Goal – Copy every one of the entries below word for word, but leave out the pictures.

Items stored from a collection
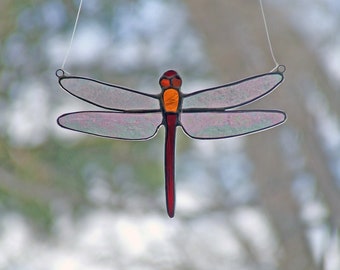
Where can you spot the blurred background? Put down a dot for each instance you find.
(268, 201)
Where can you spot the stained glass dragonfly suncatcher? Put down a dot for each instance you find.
(204, 114)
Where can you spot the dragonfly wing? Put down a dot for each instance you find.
(108, 96)
(224, 124)
(234, 94)
(117, 125)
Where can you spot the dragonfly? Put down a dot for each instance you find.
(205, 114)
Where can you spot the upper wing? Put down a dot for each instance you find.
(108, 96)
(117, 125)
(234, 94)
(224, 124)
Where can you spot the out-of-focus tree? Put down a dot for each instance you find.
(289, 173)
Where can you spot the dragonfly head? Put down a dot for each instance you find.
(170, 79)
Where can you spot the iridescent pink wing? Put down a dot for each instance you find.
(234, 94)
(108, 96)
(133, 116)
(206, 114)
(225, 124)
(117, 125)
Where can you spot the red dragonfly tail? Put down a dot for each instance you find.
(171, 122)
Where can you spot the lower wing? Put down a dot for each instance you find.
(117, 125)
(224, 124)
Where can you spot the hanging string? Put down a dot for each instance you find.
(72, 37)
(268, 37)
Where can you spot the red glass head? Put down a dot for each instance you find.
(170, 79)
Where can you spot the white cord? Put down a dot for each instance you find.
(72, 37)
(268, 37)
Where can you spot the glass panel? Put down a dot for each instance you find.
(118, 125)
(234, 94)
(109, 96)
(215, 125)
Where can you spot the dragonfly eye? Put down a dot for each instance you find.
(176, 82)
(164, 83)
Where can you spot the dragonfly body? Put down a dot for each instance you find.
(203, 114)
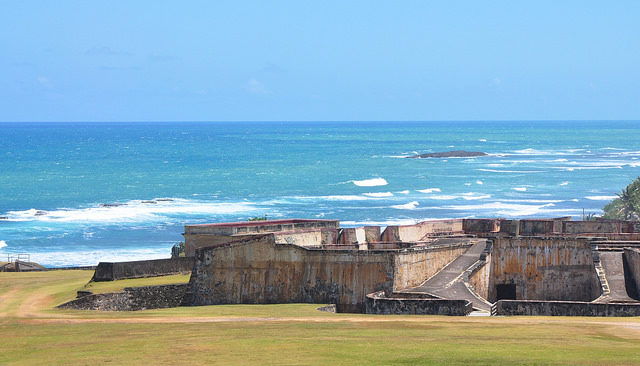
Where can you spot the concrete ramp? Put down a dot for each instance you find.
(613, 267)
(449, 282)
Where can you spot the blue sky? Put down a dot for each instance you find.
(329, 60)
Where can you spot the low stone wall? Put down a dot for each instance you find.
(110, 271)
(564, 308)
(377, 303)
(132, 298)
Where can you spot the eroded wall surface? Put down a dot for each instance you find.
(480, 279)
(259, 271)
(422, 230)
(544, 268)
(632, 257)
(109, 271)
(415, 266)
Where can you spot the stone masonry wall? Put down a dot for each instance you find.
(259, 271)
(109, 271)
(415, 266)
(632, 257)
(565, 308)
(544, 268)
(132, 298)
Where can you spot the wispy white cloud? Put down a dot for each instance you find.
(44, 81)
(106, 51)
(256, 87)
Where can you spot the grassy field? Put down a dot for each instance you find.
(33, 331)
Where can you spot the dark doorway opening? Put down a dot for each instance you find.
(506, 291)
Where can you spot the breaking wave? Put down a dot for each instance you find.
(407, 206)
(371, 182)
(601, 198)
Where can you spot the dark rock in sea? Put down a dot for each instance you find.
(112, 204)
(449, 154)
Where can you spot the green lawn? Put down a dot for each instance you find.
(32, 331)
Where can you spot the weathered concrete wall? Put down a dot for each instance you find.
(109, 271)
(422, 230)
(194, 241)
(577, 227)
(481, 225)
(377, 303)
(132, 298)
(302, 238)
(200, 236)
(544, 268)
(480, 278)
(564, 308)
(259, 271)
(632, 259)
(415, 266)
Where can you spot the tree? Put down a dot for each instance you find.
(627, 205)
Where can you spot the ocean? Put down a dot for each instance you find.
(79, 193)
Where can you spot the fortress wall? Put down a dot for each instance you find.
(418, 232)
(301, 238)
(416, 266)
(480, 279)
(256, 270)
(544, 268)
(480, 225)
(194, 241)
(632, 257)
(109, 271)
(578, 227)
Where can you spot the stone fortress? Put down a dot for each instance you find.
(450, 267)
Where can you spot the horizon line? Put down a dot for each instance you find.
(332, 121)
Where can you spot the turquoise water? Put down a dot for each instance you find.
(74, 193)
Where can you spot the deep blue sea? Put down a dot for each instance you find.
(79, 193)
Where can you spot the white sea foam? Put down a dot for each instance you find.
(133, 211)
(443, 197)
(509, 209)
(524, 200)
(407, 206)
(472, 196)
(92, 257)
(379, 194)
(370, 182)
(508, 171)
(346, 197)
(429, 190)
(601, 198)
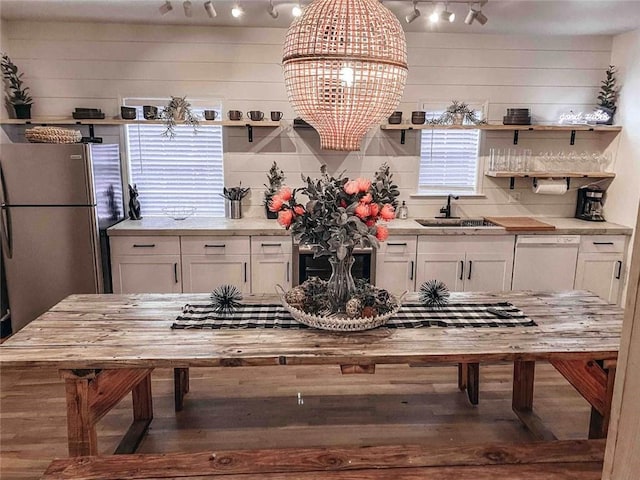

The output –
Where can you spot the blurred background? Put down a dot for each instance you find.
(268, 201)
Where can you spot the stained glass dragonfly suncatcher? Put down a dot for each instance you find.
(204, 114)
Where can you spot the dragonfly wing? Put down a dot for each instance you find.
(108, 96)
(224, 124)
(234, 94)
(117, 125)
Where can you spot the dragonfly? Put down a dot for each instance you find.
(205, 114)
Where can you spot the upper wing? Put down a dot for each instance you find.
(108, 96)
(117, 125)
(234, 94)
(224, 124)
Where can you spot the out-of-focus tree? Put down a dot for each instance you find.
(289, 173)
Where can you spot the dragonfly head? Put down a dot for each instance you find.
(170, 79)
Where can you spot the iridescent pink wing? Put down a dot for each instance you find.
(234, 94)
(108, 96)
(133, 116)
(206, 114)
(225, 124)
(117, 125)
Where can you spot the red dragonfly tail? Put down a dot for each instance you find.
(171, 122)
Where can you spot the lower wing? Put down a dot for each instance you find.
(117, 125)
(224, 124)
Where can you spot the hanging string? Put down a dot for each instance you find.
(72, 37)
(268, 37)
Where can you spot the red glass head? Put down a dot for each instance you find.
(170, 79)
Where can you spot the white cord? Put down a dot for each instance you find.
(72, 37)
(268, 37)
Where can you spot the glass panel? Put down a dot for each instance you find.
(118, 125)
(234, 94)
(109, 96)
(215, 125)
Where can you spot the dragonfly eye? Put down a dot for each instance you find.
(176, 82)
(164, 83)
Where can you spot the dragonfly body? Put down a dot for each instance you find.
(203, 114)
Where can you spot the concrete ramp? Put down a dot for each instance you find.
(613, 267)
(449, 282)
Where can you spot the blue sky? Put down a dot for each instance you find.
(329, 60)
Where can you spot the low stone wall? Put down a dot for each instance you find.
(110, 271)
(564, 308)
(377, 303)
(132, 298)
Where can you spot the eroded wall surface? Put down a dot for each instance you find.
(480, 279)
(259, 271)
(422, 230)
(544, 268)
(632, 257)
(109, 271)
(415, 266)
Where can you spot the stone masonry wall? Put down a dot for each instance you find.
(259, 271)
(109, 271)
(415, 266)
(632, 257)
(565, 308)
(544, 268)
(132, 298)
Where can you spot the wispy white cloud? Put down a dot for each instance you find.
(44, 81)
(106, 51)
(256, 87)
Where can you spot the grassy field? Put down a dot for each instance you find.
(33, 331)
Where can you spot the dark doorway opening? Put down a dot for each instance you find.
(506, 291)
Where can you spot the breaking wave? Put down a dot for each instance you find.
(407, 206)
(371, 182)
(601, 198)
Where can you spot the dark rock in sea? Put down a dot for each instance you find.
(112, 204)
(449, 154)
Where can you spot the green lawn? Put down a dot for each instance you find.
(32, 331)
Where can you spot the weathered concrete wall? Put down a dot for each instance you find.
(109, 271)
(422, 230)
(194, 241)
(577, 227)
(481, 225)
(377, 303)
(132, 298)
(302, 238)
(200, 236)
(544, 268)
(480, 278)
(564, 308)
(259, 271)
(632, 259)
(415, 266)
Where can you spot the tree? Put down a dot for each instance you find.
(627, 205)
Where can you spot the ocean? Put down a dot for each instance you find.
(79, 193)
Where can you spot the fortress wall? Put down a dot for each instance you find.
(418, 232)
(301, 238)
(416, 266)
(480, 279)
(256, 270)
(544, 268)
(480, 225)
(194, 241)
(632, 257)
(109, 271)
(578, 227)
Where can you spot the stone fortress? Put down a dot for each instance you find.
(450, 267)
Where can you spot the horizon line? Put down a dot for each instance you find.
(332, 121)
Where can you spot the turquoise water? Put down a dot for each instance you find.
(74, 193)
Where can you spot the deep blue sea? Put down a dot for each instance you find.
(79, 193)
Where can you spot the white sea foam? Put down a dot for each instance you find.
(133, 211)
(443, 197)
(509, 209)
(524, 200)
(407, 206)
(472, 196)
(92, 257)
(379, 194)
(370, 182)
(508, 171)
(346, 197)
(429, 190)
(601, 198)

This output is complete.